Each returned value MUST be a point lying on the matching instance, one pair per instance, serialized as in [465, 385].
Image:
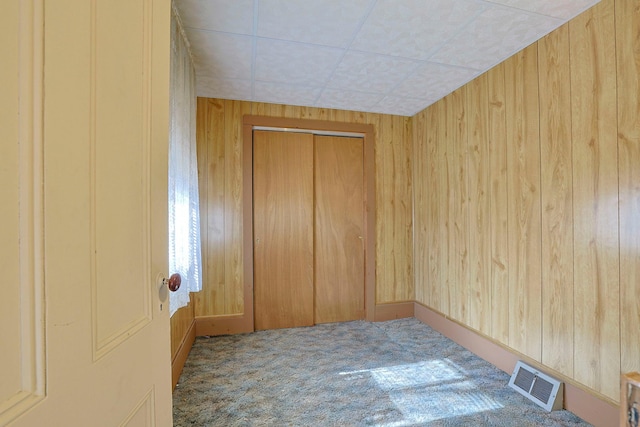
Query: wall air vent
[542, 389]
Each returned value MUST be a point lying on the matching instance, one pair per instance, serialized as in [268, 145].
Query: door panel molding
[22, 312]
[249, 121]
[119, 137]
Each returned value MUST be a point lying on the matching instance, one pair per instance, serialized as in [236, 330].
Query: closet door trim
[366, 131]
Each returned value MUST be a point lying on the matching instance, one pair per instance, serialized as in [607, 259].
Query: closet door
[339, 228]
[283, 229]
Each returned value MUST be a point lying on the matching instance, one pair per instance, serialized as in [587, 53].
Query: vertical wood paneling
[422, 192]
[233, 113]
[223, 285]
[557, 198]
[437, 208]
[564, 168]
[457, 219]
[479, 295]
[210, 119]
[523, 186]
[394, 275]
[628, 54]
[497, 136]
[595, 182]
------
-- EXERCISE PROMPT --
Leave out the pictures and repeat everything else in the records exactly.

-- REPLY --
Each returned value MUST be a point lying on the matching instance, one pair per instance, serialized as in [465, 385].
Image:
Query: wall air vent
[542, 389]
Each returned value MUST be a point lying on the matching instance, one pair per instance, serialized as in [268, 145].
Query: door panel molding
[22, 312]
[249, 121]
[119, 137]
Each returned value MUST be a point lying on the matching instance, one pair per instance, serialized as in [236, 330].
Query: closet door trim
[366, 131]
Each returned value MUST be a point lying on the matching instance, one pair per instance, serialized as in [607, 259].
Query: closet door
[339, 228]
[283, 229]
Each returned value MUST be a point lying on the matching instance, one pair per instance, serialized as in [587, 53].
Query: vertical wood paneling
[422, 192]
[233, 113]
[223, 285]
[557, 198]
[437, 208]
[564, 168]
[457, 219]
[479, 295]
[210, 119]
[523, 186]
[394, 275]
[628, 54]
[497, 136]
[595, 182]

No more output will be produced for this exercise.